# DATA SECTION:
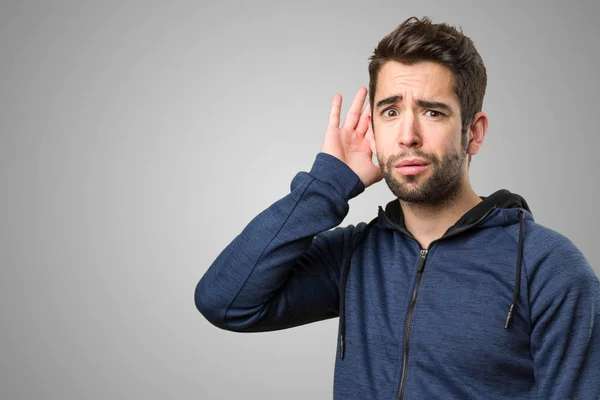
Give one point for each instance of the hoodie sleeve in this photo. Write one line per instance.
(565, 313)
(283, 269)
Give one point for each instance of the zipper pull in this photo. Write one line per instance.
(421, 263)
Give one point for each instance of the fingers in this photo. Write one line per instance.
(354, 111)
(363, 122)
(334, 114)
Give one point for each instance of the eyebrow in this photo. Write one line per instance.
(420, 102)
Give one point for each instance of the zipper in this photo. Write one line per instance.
(411, 307)
(413, 300)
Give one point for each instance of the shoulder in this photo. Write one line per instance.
(553, 261)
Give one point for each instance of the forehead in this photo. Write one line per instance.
(424, 80)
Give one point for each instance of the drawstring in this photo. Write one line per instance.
(518, 270)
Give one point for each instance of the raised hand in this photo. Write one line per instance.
(350, 143)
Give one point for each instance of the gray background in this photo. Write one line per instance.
(138, 138)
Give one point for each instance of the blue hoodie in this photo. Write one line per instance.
(499, 307)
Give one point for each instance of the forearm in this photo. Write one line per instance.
(247, 278)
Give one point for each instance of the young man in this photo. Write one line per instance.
(445, 294)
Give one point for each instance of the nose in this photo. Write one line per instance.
(409, 134)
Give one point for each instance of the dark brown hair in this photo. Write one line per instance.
(417, 40)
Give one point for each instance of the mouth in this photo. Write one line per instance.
(411, 167)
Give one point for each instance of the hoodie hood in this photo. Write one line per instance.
(499, 209)
(502, 208)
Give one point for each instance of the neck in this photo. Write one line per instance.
(428, 222)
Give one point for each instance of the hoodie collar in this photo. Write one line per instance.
(500, 199)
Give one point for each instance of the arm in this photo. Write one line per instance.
(274, 275)
(565, 312)
(283, 269)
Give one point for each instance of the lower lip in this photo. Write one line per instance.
(412, 170)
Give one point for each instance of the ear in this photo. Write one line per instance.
(477, 133)
(371, 135)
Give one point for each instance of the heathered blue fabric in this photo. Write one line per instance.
(284, 270)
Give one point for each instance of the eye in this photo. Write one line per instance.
(434, 114)
(390, 112)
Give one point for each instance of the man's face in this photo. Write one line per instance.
(417, 132)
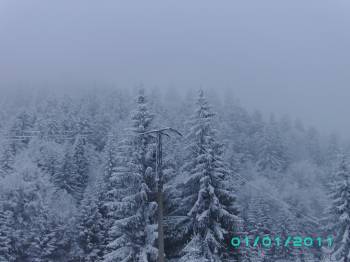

# TASK INSTRUCTIONS:
Reproduce word for word everything in the data from the line containing "Give one point for each instance of the mouth" down to the end of the data, both ends included. Leave the pictures out.

# RESPONSE:
Give one point for each instance of the mouth in this photo. Write one line per instance.
(411, 167)
Give one point for each instance of the hoodie hood in this photo. Write one line per instance.
(499, 209)
(502, 208)
Give one point for each instance of the neck in this photo. Write one line per instance.
(428, 222)
Give one point for each instance of the hoodie collar in this photo. Write one line per instance.
(500, 199)
Give one point for each instance of the arm in this photo. Write one line per instance.
(274, 275)
(565, 312)
(283, 269)
Give one point for each instance of the lower lip in this photo. Write one line per instance.
(412, 170)
Give one point for each instance of the ear in this photo. Write one line per instance.
(477, 133)
(371, 135)
Give one point for each instance of the heathered blue fabric in this photo. Write one line per instance.
(284, 270)
Give one point for each instance of the eye in this photo. Write one line per instance.
(434, 114)
(390, 112)
Give one point for each instance of the man's face in this photo. Write one line per instance.
(417, 132)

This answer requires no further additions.